-- begin Quoted passage --

12.1. Representing Sets via Binary Search Trees

  • File BST.ml

Binary Search Trees (BSTs) are one of the most versatile representations of mutable sets of ordered elements, supporting a variety of operations, such as insertion, deletion, checking membership, finding minimums, maximums, predecessors and successors of a value — all those operations taking the time proportional to the height \(h\) of the tree or, if the tree is constructed randomly out of \(n\) elements — \(O(\log n)\). This makes BST a superior alternative to lists, heaps, and even hash-tables when impelmenting mutable sets with a number of standard set operations.

The key to this expressivity and efficience is the invariant of a tree-shaped data structure, that mandates that, for any node q,

  • any element in its left subtree q.l is less or equal (with respect to a certain total order) than the element in the node q itself, and
  • any element in its right subtree q.r is greater or equal than the element in the node q itself.

This invariant is maintained by all operations that modify the set, and is relied upon by all its queries. The logarithmic complexity of operations, thus, follows from the intuition similar to the one powering Binary Search in arrays.

-- end Quoted passage --
-- begin Given material --

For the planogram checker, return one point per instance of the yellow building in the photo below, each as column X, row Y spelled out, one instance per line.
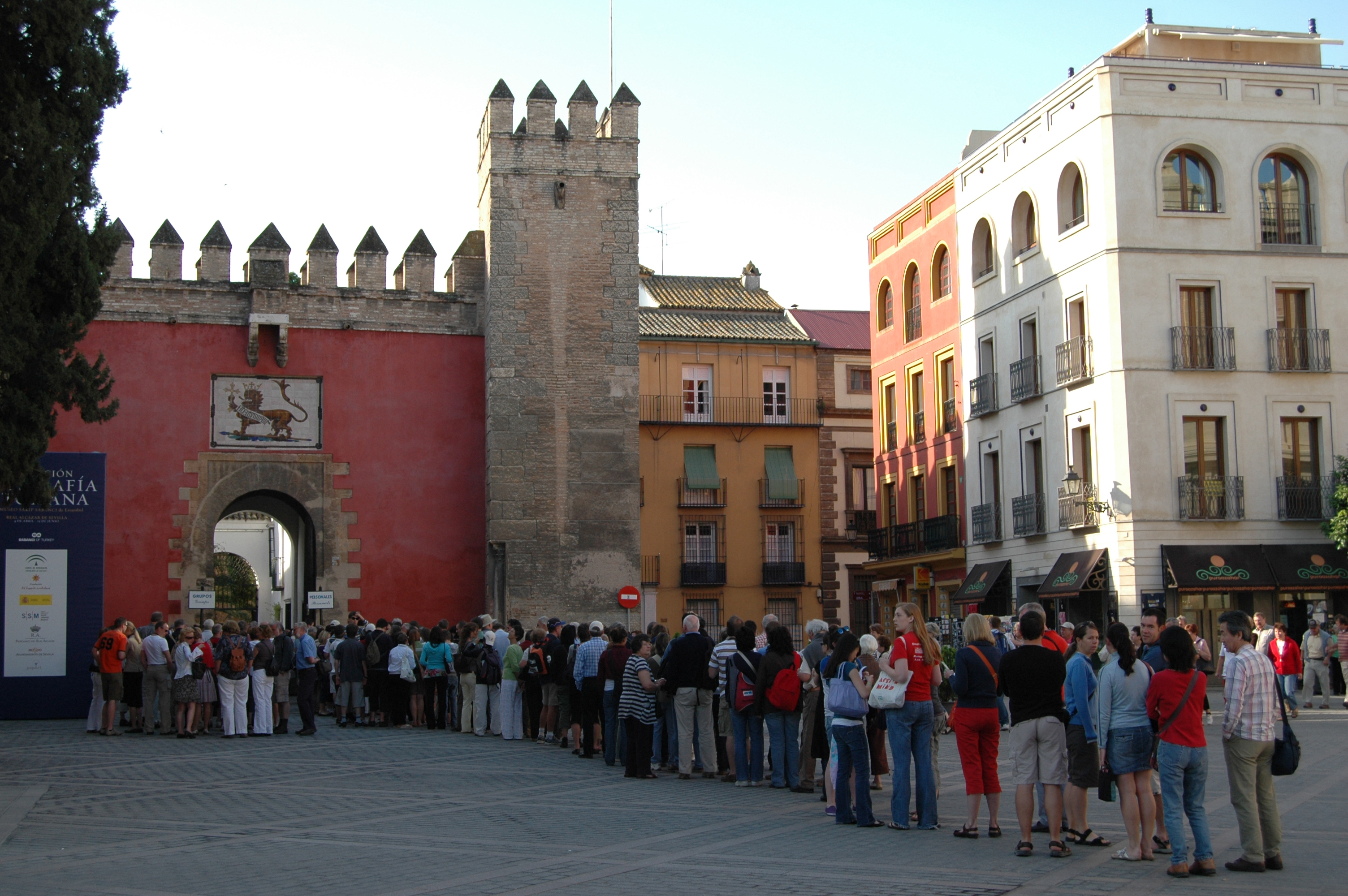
column 730, row 453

-- end Given material --

Actions to take:
• 1. Answer these questions about the binary search trees text:
(a) All the listed set operations take time proportional to what?
(b) Which three alternatives for mutable sets does the text say a BST is superior to?
(c) How must any element in a node's left subtree compare with the element in that node?
• 2. Write out the stretch of the binary search trees text from "This invariant is" through "Search in arrays.".

Answers provided:
• 1.
(a) The height \(h\) of the tree.
(b) Lists, heaps, and hash-tables.
(c) It must be less than or equal to the element in the node, with respect to a certain total order.

• 2.
This invariant is maintained by all operations that modify the set, and is relied upon by all its queries. The logarithmic complexity of operations, thus, follows from the intuition similar to the one powering Binary Search in arrays.